Prompt
Retype the material below verbatim, keeping every line and character unchanged.

Records provided
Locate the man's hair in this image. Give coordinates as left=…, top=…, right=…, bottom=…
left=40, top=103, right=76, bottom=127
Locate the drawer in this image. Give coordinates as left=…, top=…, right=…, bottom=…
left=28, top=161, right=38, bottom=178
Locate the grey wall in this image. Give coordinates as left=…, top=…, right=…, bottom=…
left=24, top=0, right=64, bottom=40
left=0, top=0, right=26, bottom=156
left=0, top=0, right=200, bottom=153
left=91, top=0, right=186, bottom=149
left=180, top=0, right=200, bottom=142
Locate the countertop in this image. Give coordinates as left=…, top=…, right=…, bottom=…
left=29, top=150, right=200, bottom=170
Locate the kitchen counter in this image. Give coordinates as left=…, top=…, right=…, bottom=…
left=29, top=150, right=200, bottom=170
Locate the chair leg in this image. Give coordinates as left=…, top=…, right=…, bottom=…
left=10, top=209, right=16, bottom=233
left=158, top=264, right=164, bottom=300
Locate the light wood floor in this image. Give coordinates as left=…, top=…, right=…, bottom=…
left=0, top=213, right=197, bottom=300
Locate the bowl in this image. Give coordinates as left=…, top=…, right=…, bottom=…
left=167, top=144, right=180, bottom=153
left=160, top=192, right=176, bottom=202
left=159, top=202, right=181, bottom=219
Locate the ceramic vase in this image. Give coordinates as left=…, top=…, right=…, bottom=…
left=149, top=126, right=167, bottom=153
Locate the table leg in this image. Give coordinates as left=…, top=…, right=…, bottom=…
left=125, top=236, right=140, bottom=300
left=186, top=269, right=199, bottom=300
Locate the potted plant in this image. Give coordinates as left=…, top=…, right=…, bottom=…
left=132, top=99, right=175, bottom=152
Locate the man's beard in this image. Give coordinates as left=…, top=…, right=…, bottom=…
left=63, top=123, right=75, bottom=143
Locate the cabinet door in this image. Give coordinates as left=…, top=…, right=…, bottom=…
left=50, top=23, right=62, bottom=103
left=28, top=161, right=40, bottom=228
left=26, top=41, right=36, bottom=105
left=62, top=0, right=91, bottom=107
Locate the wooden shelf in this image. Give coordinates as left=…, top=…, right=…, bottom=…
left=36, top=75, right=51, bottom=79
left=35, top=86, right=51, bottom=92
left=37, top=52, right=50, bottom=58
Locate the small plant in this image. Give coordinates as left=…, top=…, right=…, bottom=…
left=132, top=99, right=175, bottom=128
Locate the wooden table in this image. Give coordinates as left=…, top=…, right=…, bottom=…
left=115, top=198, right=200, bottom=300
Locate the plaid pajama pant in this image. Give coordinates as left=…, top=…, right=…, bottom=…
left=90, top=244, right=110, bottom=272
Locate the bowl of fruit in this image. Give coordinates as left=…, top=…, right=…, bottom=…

Output of the exercise
Locate the man's hair in this image. Give coordinates as left=…, top=…, right=…, bottom=…
left=40, top=103, right=76, bottom=127
Locate the drawer in this image. Give coordinates as left=…, top=…, right=…, bottom=…
left=28, top=161, right=38, bottom=178
Locate the grey wall in this image. Give coordinates as left=…, top=…, right=…, bottom=…
left=24, top=0, right=64, bottom=40
left=0, top=0, right=26, bottom=156
left=0, top=0, right=200, bottom=153
left=91, top=0, right=186, bottom=149
left=180, top=0, right=200, bottom=142
Locate the countertop in this image. Give coordinates as left=…, top=…, right=…, bottom=…
left=29, top=150, right=200, bottom=170
Locate the kitchen counter in this image. Give coordinates as left=…, top=…, right=…, bottom=…
left=29, top=150, right=200, bottom=170
Locate the chair leg in this image. Give coordinates as left=…, top=…, right=…, bottom=…
left=10, top=209, right=16, bottom=233
left=158, top=264, right=164, bottom=300
Locate the light wood floor in this image. Give coordinates as left=…, top=…, right=…, bottom=…
left=0, top=213, right=197, bottom=300
Locate the bowl in this image. Give coordinates as left=…, top=…, right=…, bottom=…
left=167, top=144, right=180, bottom=153
left=160, top=192, right=176, bottom=202
left=159, top=202, right=181, bottom=219
Locate the ceramic vase in this image. Give coordinates as left=…, top=…, right=…, bottom=…
left=149, top=126, right=167, bottom=153
Locate the table leg in this image. Give coordinates as left=…, top=…, right=…, bottom=…
left=125, top=236, right=140, bottom=300
left=186, top=269, right=199, bottom=300
Locate the potted plant in this image. Give coordinates as left=…, top=…, right=…, bottom=…
left=132, top=99, right=175, bottom=152
Locate the man's beard in this image. Give coordinates as left=…, top=…, right=…, bottom=…
left=63, top=123, right=75, bottom=143
Locate the cabinet door in this image. Give coordinates as left=…, top=…, right=…, bottom=…
left=50, top=23, right=62, bottom=103
left=28, top=161, right=40, bottom=228
left=26, top=41, right=36, bottom=105
left=62, top=0, right=91, bottom=107
Locate the wooden shelf in this image. Give coordinates as left=…, top=…, right=…, bottom=…
left=36, top=75, right=51, bottom=79
left=35, top=86, right=51, bottom=92
left=37, top=52, right=50, bottom=58
Locate the small plant in this image. Give coordinates as left=…, top=…, right=…, bottom=…
left=132, top=99, right=175, bottom=128
Locate the wooden table in this image. Give coordinates as left=…, top=…, right=…, bottom=…
left=115, top=198, right=200, bottom=300
Locate the plaid pajama pant in this image. Give coordinates as left=…, top=…, right=…, bottom=…
left=90, top=244, right=110, bottom=272
Locate the bowl of fruit in this image. Give coordinates as left=…, top=…, right=…, bottom=…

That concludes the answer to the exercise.